-- Start of DATA RECORDS --
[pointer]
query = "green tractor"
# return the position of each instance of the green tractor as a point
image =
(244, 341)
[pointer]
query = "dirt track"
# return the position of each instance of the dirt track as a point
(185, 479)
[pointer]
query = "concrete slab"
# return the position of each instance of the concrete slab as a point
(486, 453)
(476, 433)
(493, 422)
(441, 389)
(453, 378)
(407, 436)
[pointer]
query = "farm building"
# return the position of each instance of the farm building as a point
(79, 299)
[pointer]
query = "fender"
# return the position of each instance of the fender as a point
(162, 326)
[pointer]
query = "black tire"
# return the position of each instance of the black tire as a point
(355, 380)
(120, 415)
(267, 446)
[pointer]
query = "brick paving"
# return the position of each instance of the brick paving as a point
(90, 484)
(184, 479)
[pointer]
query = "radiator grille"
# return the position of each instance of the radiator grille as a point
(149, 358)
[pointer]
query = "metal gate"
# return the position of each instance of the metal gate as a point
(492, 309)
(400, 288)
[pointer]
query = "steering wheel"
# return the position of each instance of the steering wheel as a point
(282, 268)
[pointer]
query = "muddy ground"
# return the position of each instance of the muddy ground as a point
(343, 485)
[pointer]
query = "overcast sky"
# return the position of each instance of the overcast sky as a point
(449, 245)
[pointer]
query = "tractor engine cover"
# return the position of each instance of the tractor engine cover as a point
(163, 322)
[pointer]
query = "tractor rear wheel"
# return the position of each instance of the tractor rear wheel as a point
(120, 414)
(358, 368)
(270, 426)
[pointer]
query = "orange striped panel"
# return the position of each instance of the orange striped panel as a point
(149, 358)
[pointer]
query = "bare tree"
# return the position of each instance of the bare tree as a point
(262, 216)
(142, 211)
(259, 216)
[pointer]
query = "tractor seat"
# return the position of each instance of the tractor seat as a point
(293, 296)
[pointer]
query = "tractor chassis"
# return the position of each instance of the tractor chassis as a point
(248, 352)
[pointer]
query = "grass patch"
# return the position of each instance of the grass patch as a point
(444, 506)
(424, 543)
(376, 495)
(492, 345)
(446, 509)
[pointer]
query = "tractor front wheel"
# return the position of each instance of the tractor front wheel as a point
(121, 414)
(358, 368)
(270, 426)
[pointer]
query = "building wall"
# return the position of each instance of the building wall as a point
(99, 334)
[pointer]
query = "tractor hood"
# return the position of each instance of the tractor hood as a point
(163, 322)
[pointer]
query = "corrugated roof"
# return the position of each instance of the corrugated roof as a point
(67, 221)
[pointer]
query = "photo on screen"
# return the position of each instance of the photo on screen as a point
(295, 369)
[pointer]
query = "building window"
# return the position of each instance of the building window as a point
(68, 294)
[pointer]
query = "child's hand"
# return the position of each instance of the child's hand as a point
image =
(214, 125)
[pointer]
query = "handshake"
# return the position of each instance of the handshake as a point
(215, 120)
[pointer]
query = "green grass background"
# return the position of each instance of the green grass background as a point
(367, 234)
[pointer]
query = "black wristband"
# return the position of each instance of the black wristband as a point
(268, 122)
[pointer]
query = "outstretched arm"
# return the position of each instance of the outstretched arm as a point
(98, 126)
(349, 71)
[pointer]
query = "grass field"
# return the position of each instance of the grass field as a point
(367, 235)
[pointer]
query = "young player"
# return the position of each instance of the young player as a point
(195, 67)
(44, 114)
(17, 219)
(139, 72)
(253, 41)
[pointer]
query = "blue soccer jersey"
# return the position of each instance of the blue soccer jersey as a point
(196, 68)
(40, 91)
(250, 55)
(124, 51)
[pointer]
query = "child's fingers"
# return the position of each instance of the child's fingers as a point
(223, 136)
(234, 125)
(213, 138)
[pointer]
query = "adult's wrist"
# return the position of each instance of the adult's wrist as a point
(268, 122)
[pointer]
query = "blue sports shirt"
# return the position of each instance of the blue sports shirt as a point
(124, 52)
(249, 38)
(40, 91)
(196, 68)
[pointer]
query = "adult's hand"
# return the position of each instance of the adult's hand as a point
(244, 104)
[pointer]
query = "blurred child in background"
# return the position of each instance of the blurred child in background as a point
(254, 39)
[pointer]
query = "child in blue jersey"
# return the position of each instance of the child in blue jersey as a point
-- End of DATA RECORDS --
* GOAL OF THE EXERCISE
The records above need to be transcribed in full. Keep every character unchanged.

* EXERCISE SOLUTION
[pointer]
query = "green tractor"
# return the position of each instance of the green tractor as a point
image =
(244, 341)
[pointer]
query = "dirt track"
# return the position of each instance of the dirt track as a point
(185, 479)
[pointer]
query = "concrete slab"
# return the position of each instance of the concrete slab as a point
(486, 453)
(476, 433)
(493, 422)
(441, 389)
(453, 378)
(407, 436)
[pointer]
query = "farm building"
# return the position of each instance of the farm building as a point
(79, 299)
[pointer]
query = "fender"
# return the position of each instance of the fender as a point
(162, 326)
[pointer]
query = "black tire"
# return the position of each instance of the black tire as a point
(355, 380)
(120, 415)
(267, 446)
[pointer]
query = "brick paving"
# return the position of each instance of the brick paving as a point
(90, 484)
(184, 479)
[pointer]
query = "radiator grille"
# return the position of each instance of the radiator grille as a point
(149, 358)
[pointer]
query = "metal gate"
# return the position of each instance of the metal gate as a point
(492, 309)
(400, 288)
[pointer]
query = "steering wheel"
# return the position of each instance of the steering wheel as a point
(282, 268)
[pointer]
query = "muddy ground"
# return the position of each instance of the muddy ground as a point
(343, 485)
[pointer]
query = "overcast sky"
# return the position of each instance of the overcast sky as a point
(449, 245)
[pointer]
query = "tractor engine cover"
# return the position of each instance of the tractor engine cover as a point
(163, 322)
[pointer]
query = "tractor rear wheel"
# return the position of each instance of the tractor rear wheel as a point
(120, 414)
(358, 368)
(270, 426)
[pointer]
query = "orange striped panel"
# return the position of each instance of the orange striped panel as a point
(149, 358)
[pointer]
query = "bare tree"
# return the position of each instance of the bare tree as a point
(262, 216)
(142, 211)
(259, 216)
[pointer]
query = "tractor seat"
# return the position of each instance of the tractor seat as a point
(293, 296)
[pointer]
query = "tractor chassis"
# return the position of each instance of the tractor chassis as a point
(248, 352)
[pointer]
query = "grass patch"
# return the position of each instance of the grass patch as a point
(444, 506)
(424, 543)
(376, 495)
(492, 345)
(446, 509)
[pointer]
query = "tractor front wheel"
# return the position of each instance of the tractor front wheel as a point
(121, 414)
(358, 368)
(270, 426)
[pointer]
query = "building wall"
# return the position of each instance of the building wall as a point
(99, 334)
[pointer]
query = "tractor hood"
# return the position of each instance of the tractor hood as a point
(163, 322)
[pointer]
query = "corrugated roof"
# return the position of each instance of the corrugated roof as a point
(67, 221)
[pointer]
query = "photo on screen"
# return the position of each instance of the photo on screen as a point
(295, 369)
[pointer]
query = "building window"
# return the position of each instance of the building window as a point
(68, 294)
[pointer]
query = "child's hand"
# return the position of each instance of the child's hand as a point
image =
(214, 125)
[pointer]
query = "handshake"
# return the position of each instance of the handshake as a point
(215, 120)
[pointer]
query = "green grass background"
# return the position of each instance of the green grass background as a point
(367, 234)
[pointer]
query = "black wristband"
# return the position of each instance of the black wristband as a point
(268, 122)
[pointer]
query = "outstretched arm"
# return the position of each instance of the outstretched arm as a point
(98, 126)
(349, 71)
[pointer]
query = "grass field"
# return the position of each instance of the grass field as a point
(367, 235)
[pointer]
query = "young player"
# return the position of each instance of the young player as a point
(195, 67)
(44, 114)
(17, 219)
(139, 72)
(253, 41)
[pointer]
query = "blue soccer jersey"
# return the position of each instance of the blue soccer jersey as a point
(196, 68)
(40, 91)
(250, 55)
(124, 51)
[pointer]
query = "child's fingers"
# return the position of each instance of the child's fingers as a point
(223, 136)
(234, 125)
(213, 138)
[pointer]
query = "adult's wrist"
# return the position of each instance of the adult's wrist as a point
(268, 122)
[pointer]
query = "blue sports shirt"
# return the position of each instance of the blue sports shirt as a point
(124, 52)
(249, 38)
(40, 91)
(196, 68)
[pointer]
query = "adult's hand"
# return the position of each instance of the adult's hand as a point
(244, 104)
[pointer]
query = "blurred child in background"
# return the position of each instance of the blurred child in background as a point
(254, 39)
[pointer]
query = "child in blue jersey"
# return the position of each instance of the child in blue jersey as a point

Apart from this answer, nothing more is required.